(Object location annotation data)
=======

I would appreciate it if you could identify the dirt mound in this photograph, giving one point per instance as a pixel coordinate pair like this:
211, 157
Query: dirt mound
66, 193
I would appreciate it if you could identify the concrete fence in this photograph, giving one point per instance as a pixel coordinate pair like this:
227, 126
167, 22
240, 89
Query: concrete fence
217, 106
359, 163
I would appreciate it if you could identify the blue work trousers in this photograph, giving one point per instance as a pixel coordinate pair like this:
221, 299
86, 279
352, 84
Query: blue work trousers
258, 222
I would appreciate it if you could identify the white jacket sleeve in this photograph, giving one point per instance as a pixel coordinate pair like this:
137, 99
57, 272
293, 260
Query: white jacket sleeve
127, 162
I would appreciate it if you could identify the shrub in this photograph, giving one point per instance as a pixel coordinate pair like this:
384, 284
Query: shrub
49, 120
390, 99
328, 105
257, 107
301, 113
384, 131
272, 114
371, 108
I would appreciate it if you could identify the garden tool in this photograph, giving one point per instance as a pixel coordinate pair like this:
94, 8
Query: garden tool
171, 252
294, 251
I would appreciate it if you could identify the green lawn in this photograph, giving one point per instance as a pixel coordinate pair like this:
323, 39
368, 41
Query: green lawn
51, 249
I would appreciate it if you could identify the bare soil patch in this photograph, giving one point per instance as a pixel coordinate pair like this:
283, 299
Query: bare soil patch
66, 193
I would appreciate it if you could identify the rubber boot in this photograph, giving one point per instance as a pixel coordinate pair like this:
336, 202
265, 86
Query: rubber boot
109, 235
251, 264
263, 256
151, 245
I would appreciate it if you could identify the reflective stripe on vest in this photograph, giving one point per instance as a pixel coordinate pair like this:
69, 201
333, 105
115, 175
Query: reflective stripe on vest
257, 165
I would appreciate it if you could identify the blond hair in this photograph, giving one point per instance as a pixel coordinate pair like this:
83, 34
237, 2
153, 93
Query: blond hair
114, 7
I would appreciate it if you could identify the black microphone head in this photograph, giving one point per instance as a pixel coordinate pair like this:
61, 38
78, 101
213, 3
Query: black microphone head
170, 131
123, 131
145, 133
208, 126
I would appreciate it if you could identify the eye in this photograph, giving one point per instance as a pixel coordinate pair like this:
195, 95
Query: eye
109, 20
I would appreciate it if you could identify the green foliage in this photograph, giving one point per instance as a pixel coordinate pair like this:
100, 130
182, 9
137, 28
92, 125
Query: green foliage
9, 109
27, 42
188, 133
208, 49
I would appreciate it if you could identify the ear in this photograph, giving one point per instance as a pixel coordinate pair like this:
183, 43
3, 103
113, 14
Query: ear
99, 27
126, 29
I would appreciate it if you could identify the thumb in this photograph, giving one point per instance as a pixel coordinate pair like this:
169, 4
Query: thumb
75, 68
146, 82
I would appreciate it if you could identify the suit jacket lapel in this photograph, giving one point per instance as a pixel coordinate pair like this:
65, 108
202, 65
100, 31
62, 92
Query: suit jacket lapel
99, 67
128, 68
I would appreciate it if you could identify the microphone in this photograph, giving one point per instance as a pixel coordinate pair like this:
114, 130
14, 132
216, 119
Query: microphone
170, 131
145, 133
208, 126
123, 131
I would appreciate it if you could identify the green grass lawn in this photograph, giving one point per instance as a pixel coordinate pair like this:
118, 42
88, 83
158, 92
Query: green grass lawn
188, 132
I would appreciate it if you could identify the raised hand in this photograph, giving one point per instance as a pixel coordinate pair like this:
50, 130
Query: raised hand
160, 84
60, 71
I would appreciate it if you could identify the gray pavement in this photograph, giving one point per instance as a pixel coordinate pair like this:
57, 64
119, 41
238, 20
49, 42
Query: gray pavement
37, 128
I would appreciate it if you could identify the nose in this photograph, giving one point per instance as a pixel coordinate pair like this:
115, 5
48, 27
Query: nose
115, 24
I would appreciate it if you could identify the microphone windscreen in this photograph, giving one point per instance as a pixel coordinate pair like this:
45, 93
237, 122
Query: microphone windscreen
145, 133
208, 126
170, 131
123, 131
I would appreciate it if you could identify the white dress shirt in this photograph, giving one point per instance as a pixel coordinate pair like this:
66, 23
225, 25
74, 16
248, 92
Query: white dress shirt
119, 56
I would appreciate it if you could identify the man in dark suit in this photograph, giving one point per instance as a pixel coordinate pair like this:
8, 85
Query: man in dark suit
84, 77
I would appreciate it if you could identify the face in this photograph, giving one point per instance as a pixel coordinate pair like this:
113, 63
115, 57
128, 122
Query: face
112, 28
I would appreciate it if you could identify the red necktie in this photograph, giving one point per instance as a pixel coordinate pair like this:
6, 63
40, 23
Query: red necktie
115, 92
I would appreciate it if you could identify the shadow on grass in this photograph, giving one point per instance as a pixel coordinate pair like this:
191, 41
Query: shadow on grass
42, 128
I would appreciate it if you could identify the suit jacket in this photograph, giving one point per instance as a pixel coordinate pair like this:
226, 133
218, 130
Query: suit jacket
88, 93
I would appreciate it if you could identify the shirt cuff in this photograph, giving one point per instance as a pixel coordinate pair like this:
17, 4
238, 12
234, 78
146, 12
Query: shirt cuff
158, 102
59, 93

=======

What to produce:
Every entry needs to be retyped exactly.

Full answer:
I would appreciate it if you could identify the dirt mound in this photograph, giving one point per instance as a pixel coordinate pair like this:
211, 157
Query: dirt mound
66, 193
I would appreciate it if you could identify the concrete fence in this photograph, giving one point per instance as a pixel coordinate pair like this:
227, 126
167, 22
240, 89
Query: concrete fence
217, 106
359, 163
I would appreciate it if you could identify the blue work trousers in this photograph, giving one point per instance as a pixel coordinate pair like this:
221, 299
86, 279
352, 84
Query: blue work trousers
258, 222
I would appreciate it if you could identify the white jacket sleeve in this photograph, giving one point per instance as a pixel coordinate pair like this:
137, 99
57, 272
293, 260
Query: white jacket sleeve
127, 162
I would appreciate it if you could identify the shrub in this photograph, giving one point per instance as a pixel coordinate pair like this:
384, 284
Query: shrub
49, 120
390, 99
328, 105
257, 107
301, 113
384, 131
272, 114
371, 108
I would appreciate it if you could identify the garden tool in this photograph, giving one point per instance as a pixel coordinate pair like this:
94, 8
Query: garden tool
171, 252
294, 251
I would appreciate it if you could identify the green lawn in this photograph, giving one point per instance as a pixel coordinate pair like this:
323, 39
368, 41
Query: green lawn
51, 249
I would appreciate it if you could identify the bare soil patch in this photograph, giving one point per instance as a pixel coordinate pair like this:
283, 299
Query: bare soil patch
66, 193
I would appreciate it if you could identify the rubber boot in this photograph, giving one point per instance as a pixel coordinate pair like this:
336, 202
265, 86
Query: rubber boot
109, 235
251, 264
263, 256
151, 245
I would appreciate it if you could identify the reflective stripe on vest in this photograph, giving one point per instance as a pixel coordinate pair like this:
69, 201
333, 105
115, 175
Query: reflective stripe on vest
257, 165
I would appreciate it if you could identify the blond hair in this photograph, giving one point per instance as a pixel coordinate pair like this:
83, 34
237, 2
153, 93
Query: blond hair
114, 7
I would appreciate it if you could identify the black microphone head in this photograph, giving one point per instance as a pixel coordinate pair like this:
61, 38
78, 101
213, 3
Query: black microphone head
170, 131
123, 131
145, 133
208, 126
I would appreciate it if you could identify the eye in this photograph, giving one point per instance as a pixel coordinate pair like this:
195, 95
Query: eye
109, 20
I would appreciate it if you could identify the green foliage in this photograph, giving one point per instance as a pixel coordinate pair like this:
100, 130
182, 9
137, 28
92, 125
Query: green foliage
9, 109
27, 42
188, 133
208, 49
I would appreciate it if you could identify the ear in this photograph, giving one point per instance as a pixel coordinate pair like this:
183, 43
3, 103
113, 14
Query: ear
99, 27
126, 29
I would appreciate it if you could identify the thumb in this photograph, giving one point per instance as a pixel coordinate pair like this:
169, 4
Query: thumb
75, 68
146, 82
I would appreciate it if you could identify the suit jacket lapel in this photograph, giving one point per instance as a pixel coordinate pair like this:
65, 108
202, 65
100, 31
62, 92
Query: suit jacket lapel
99, 67
128, 68
I would appreciate it if you could identify the microphone in this photograph, giving one point per instance as a pixel coordinate pair like this:
114, 130
14, 132
216, 119
Query: microphone
170, 131
145, 133
208, 126
123, 131
I would appreciate it if you could identify the green grass lawn in this photograph, giving one point per instance as a pixel coordinate pair like this:
118, 42
88, 83
158, 92
Query: green grass lawn
188, 132
I would appreciate it if you could identify the raised hand in this photograph, giving one point per instance as a pixel coordinate pair like this:
50, 130
Query: raised hand
160, 84
60, 71
I would appreciate it if you could identify the gray pavement in this photograph, giving one point per instance as a pixel coordinate pair like this:
57, 64
119, 41
238, 20
49, 42
Query: gray pavement
37, 128
I would appreciate it if you could identify the nose in this photograph, giving one point per instance as a pixel coordinate pair like this:
115, 5
48, 27
Query: nose
115, 24
I would appreciate it if you could identify the microphone windscreen in this photograph, giving one point per instance as a pixel coordinate pair like this:
45, 93
237, 122
Query: microphone windscreen
145, 133
208, 126
170, 131
123, 131
I would appreciate it if you could identify the white dress shirt in this photograph, giving one point per instance as a pixel coordinate pair like this:
66, 23
225, 25
74, 16
248, 92
Query: white dress shirt
119, 56
I would appreciate it if you could identify the man in dark suit in this photograph, giving one point per instance as a pixel coordinate pair like this:
8, 85
Query: man in dark suit
84, 77
I would appreciate it if you could identify the face in this photograph, giving one point per instance as a pixel coordinate pair like this:
113, 63
115, 57
128, 122
Query: face
112, 28
I would appreciate it if you could identify the red necktie in this photograph, giving one point per instance as a pixel coordinate pair like this:
6, 63
40, 23
Query: red necktie
115, 92
I would appreciate it if you could identify the shadow on grass in this photograph, giving one point per instance as a pixel coordinate pair like this:
191, 41
Query: shadow on grass
42, 128
I would appreciate it if you could identify the suit jacket in this photograph, giving one point per instance as a pixel coordinate pair like this:
226, 133
218, 130
Query: suit jacket
88, 93
I would appreciate it if you could identify the shirt cuff in this photograph, giving one point per instance as a pixel coordinate pair like this:
17, 4
238, 12
234, 78
146, 12
Query: shirt cuff
158, 102
59, 93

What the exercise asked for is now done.